----- Provided passage

In this context, the aim of the FragmentatiOn Of Target (FOOT) collaboration is to provide the needed experimental input, in the energy range of interest for PT and RPS applications, to refine the knowledge of double differential fragmentation cross sections related to the nuclear interactions of protons and heavier ions with matter [22]. In particular, FOOT aims at measuring the fragmentation induced by protons in the target during PT treatments. To do so, the FOOT collaboration pursues an inverse kinematic approach in which the basic constituents of the human body (O, C, Ca atoms) are delivered to an hydrogen enriched material and the cross sections of interest are obtained by means of a relativistic transformation [22]. Since the direct measurement of cross sections against a hydrogen target would be challenging, the measurement is performed evaluating both the cross sections on graphite and polyethylene targets and computing the cross section on hydrogen ions as a weighted difference of the former two [23].

At the same time FOOT will measure the direct double differential cross sections of light ions like ${}^4\mathrm{H}\mathrm{e}$, ${}^{16}\mathrm{O}$, ${}^{12}\mathrm{C}$ interacting with targets of C, polyethylene (C₂H₄) and polymethyl methacrylate (PMMA, C₅O₂H₈) in order to extract the cross sections on the main elements of the human body H, C and O [22]. Such cross sections are interesting on their own as they directly enter in the planning of ${}^{12}\mathrm{C}$ and ${}^{16}\mathrm{O}$ PT treatments. At the same time the polyethylene target is of particular interest for shielding in RPS [2, 3].

To perform these measurements, the FOOT collaboration is building an experimental setup [22] composed of a scintillator system for ΔE-TOF measurements, ions counting and fragment identification, a drift chamber to monitor the beam direction, a tracking system made of pixel and strip silicon detectors and permanent magnets to reconstruct the fragments momentum, and a calorimeter that will provide the fragments energy measurement. In addition, the large angle interactions will be studied using emulsion chambers acting both as active target and detector. The details about the emulsion setup and the preliminary results obtained so far can be found elsewhere [24, 25].

----------
----- Supplied entries

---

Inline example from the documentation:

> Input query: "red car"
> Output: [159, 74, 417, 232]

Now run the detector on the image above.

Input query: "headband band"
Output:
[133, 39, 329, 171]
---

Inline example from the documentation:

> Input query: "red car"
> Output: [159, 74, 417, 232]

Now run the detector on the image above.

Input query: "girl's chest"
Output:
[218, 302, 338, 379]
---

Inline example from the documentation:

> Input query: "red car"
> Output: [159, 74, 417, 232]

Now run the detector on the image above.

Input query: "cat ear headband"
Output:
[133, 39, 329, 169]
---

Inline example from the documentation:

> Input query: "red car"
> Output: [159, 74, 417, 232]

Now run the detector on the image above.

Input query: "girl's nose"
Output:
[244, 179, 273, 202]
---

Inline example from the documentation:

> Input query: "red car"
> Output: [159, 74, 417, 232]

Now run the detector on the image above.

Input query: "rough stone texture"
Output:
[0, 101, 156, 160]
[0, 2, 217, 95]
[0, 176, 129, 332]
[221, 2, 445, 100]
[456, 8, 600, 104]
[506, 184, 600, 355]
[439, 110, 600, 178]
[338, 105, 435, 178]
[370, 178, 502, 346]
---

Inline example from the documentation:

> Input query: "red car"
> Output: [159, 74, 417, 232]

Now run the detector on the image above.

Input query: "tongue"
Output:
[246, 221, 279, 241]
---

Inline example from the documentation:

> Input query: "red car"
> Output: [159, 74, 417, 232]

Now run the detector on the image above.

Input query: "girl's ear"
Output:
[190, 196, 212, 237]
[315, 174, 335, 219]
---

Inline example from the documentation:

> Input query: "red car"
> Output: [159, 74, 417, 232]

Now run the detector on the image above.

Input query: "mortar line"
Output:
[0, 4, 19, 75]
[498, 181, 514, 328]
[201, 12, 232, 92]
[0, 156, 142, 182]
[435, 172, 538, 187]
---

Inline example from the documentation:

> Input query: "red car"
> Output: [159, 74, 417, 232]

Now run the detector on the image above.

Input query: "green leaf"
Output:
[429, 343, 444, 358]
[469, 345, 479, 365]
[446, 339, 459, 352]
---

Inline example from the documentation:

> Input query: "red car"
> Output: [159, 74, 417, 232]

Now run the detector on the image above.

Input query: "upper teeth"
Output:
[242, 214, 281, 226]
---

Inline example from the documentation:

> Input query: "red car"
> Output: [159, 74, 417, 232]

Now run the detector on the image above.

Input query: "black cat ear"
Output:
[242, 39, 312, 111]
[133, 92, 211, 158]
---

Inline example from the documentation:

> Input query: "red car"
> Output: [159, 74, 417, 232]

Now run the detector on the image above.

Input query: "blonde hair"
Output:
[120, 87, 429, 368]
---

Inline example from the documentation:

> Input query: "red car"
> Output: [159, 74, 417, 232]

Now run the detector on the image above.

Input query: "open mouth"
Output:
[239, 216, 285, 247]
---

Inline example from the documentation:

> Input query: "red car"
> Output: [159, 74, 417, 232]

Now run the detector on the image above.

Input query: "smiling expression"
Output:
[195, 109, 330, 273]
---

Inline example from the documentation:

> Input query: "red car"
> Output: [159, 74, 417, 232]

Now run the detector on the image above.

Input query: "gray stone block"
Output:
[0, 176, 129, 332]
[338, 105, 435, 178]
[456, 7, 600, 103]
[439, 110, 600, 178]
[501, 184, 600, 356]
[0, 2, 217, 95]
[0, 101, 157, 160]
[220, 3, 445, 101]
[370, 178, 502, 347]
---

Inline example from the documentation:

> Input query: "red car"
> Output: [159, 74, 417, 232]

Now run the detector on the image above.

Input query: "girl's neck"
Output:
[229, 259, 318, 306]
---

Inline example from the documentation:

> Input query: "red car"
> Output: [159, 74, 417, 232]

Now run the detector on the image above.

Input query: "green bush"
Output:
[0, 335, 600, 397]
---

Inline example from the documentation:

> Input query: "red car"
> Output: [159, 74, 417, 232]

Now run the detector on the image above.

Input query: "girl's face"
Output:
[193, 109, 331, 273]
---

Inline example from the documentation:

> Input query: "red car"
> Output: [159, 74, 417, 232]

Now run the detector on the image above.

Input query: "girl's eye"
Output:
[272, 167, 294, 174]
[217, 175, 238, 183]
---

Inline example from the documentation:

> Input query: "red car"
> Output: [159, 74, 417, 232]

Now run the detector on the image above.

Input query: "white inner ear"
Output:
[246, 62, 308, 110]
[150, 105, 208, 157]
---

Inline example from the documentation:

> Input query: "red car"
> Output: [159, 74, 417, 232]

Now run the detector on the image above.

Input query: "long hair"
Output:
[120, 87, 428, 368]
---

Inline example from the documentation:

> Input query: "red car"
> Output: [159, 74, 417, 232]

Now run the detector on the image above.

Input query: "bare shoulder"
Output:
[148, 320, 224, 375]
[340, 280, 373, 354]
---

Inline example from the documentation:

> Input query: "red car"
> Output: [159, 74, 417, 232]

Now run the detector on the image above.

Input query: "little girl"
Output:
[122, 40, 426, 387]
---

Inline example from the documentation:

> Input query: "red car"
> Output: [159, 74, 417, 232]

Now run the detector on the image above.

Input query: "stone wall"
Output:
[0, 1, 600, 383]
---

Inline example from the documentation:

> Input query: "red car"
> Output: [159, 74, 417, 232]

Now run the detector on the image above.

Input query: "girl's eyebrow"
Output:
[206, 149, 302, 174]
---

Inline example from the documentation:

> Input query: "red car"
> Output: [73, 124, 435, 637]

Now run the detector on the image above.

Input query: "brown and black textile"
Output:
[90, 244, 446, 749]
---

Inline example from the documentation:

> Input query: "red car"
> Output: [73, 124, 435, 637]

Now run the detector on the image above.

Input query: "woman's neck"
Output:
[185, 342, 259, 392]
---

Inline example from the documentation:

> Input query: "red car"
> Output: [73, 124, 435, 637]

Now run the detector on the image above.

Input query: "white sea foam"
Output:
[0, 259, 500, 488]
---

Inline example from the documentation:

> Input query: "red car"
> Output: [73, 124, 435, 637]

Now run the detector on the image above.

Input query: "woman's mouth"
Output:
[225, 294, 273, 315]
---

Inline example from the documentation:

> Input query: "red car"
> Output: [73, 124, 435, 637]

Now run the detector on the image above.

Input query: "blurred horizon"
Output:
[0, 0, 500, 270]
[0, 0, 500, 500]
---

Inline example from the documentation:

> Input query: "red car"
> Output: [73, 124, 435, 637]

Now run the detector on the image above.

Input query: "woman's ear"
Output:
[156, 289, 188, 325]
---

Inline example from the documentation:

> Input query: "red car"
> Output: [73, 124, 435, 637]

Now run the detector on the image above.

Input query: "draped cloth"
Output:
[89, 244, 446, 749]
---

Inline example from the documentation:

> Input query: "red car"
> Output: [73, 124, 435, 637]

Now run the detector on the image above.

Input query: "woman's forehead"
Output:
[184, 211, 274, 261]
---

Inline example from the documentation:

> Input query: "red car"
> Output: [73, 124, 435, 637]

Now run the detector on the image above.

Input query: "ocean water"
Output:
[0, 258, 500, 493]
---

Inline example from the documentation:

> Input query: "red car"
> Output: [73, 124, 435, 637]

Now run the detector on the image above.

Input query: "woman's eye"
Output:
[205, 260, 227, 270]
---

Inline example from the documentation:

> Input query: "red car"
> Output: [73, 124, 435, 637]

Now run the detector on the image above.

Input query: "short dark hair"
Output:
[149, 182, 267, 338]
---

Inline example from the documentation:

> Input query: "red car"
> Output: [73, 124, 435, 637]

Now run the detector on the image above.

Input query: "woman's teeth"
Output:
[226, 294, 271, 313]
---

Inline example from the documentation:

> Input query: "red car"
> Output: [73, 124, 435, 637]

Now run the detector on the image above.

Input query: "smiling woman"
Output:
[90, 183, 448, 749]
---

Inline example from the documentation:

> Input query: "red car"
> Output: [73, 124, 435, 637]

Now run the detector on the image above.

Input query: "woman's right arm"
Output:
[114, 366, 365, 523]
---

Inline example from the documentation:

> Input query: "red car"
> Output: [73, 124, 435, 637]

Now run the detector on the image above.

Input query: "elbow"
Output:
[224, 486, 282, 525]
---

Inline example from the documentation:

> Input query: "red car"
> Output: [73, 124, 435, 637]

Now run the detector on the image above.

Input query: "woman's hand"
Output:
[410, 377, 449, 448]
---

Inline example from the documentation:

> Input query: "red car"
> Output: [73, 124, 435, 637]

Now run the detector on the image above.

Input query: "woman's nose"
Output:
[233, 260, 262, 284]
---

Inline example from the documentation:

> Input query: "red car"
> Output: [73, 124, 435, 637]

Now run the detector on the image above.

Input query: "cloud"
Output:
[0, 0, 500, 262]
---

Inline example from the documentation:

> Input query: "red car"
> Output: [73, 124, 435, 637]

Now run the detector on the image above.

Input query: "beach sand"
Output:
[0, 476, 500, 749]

----------

● **Objective**:
Continue the passage on the FOOT experiment from its last sentence. The entries have no connection to the passage on the FOOT experiment.

● **Expected output**:
In this contribution, we present the results obtained by the FOOT collaboration with an oxygen beam of 400 MeV/u kinetic energy interacting with a graphite target. This measurement was part of a detector testing campaign aiming at integrating the FOOT scintillator detectors for the time of flight (TOF) and energy loss (ΔE) measurement, the start counter (SC) and the ToF-Wall (TW) detector (see Section 2) and a drift chamber, used as beam monitor (BM), in the data acquisition system. At that time, these detectors were the only ones already available for testing, but they were sufficient to perform the identification of the nuclear charge Z of the different produced fragments and measure the elemental fragmentation cross sections, presented hereafter. The measurements, integrated over the fragments production angles and kinetic energy spectra, provide new results for the fragmentation of ${}^{16}\mathrm{O}$ on graphite target, especially of interest for the case of light ions production (Z$<$5). At the same time the measurements can be considered as an interesting input for the comparison with the available published data and with the cross sections already implemented in Monte Carlo simulation software.

In Section 2 we discuss in detail the experimental apparatus used at GSI for the cross section measurement, Section 3 presents the data sample and the Monte Carlo simulation used to perform the efficiency evaluations and the background studies. In Section 4 we report the analysis strategy and all the needed steps for cross section computation. Finally the obtained results and the level of agreement with the available experimental results and the FLUKA Monte Carlo code are presented in Section 5.

2 Experimental setup

The full FOOT experimental setup, as already published elsewhere [22], will consist of an upstream region composed of the pre-target detectors, aimed to monitor the incoming beam, and of a region, including the target, for the fragments tracking and identification. Two alternative and complementary setups will be adopted in FOOT in order to measure all the fragments with the accuracy required by PT and RSP applications: a setup based on a magnetic spectrometer, optimized for the identification of fragments heavier than ${}^4\mathrm{H}\mathrm{e}$ and a setup based on an emulsion spectrometer, optimized for low Z fragments identification. The setup based on the magnetic spectrometer will exploit a tracking system of pixel and strip silicon detectors in a magnetic field for the fragments momentum measurement, coupled to a ΔE-TOF system of plastic scintillators and a BGO calorimeter for the reconstruction of the fragments charge Z and mass.

Only a partial FOOT setup has been used during the data taking at the GSI Heavy Ion Research Center in Darmstadt (Germany) discussed in this manuscript. The detectors ready to be tested, at that time, were the Start Counter, the Beam Monitor and the Tof-Wall (see Figure 1). The system composed by the Start Counter and the Tof-Wall provides the ΔE-TOF measurements needed for the identification of the fragments charge Z, while the system composed of Start Counter and Beam Monitor provides the number of primary ions interacting with the target. In the following paragraphs detailed descriptions of these detectors are provided.

FIGURE 1

FIGURE 1. Schematic view of the GSI experimental setup. The ${}^{16}\mathrm{O}$ beam passes upstream of the target through the Start Counter and the Beam Monitor. After impinging on the 5 mm thick graphite slab, the produced particles can be identified by the Tof-Wall detector, about 180 cm downstream of the target.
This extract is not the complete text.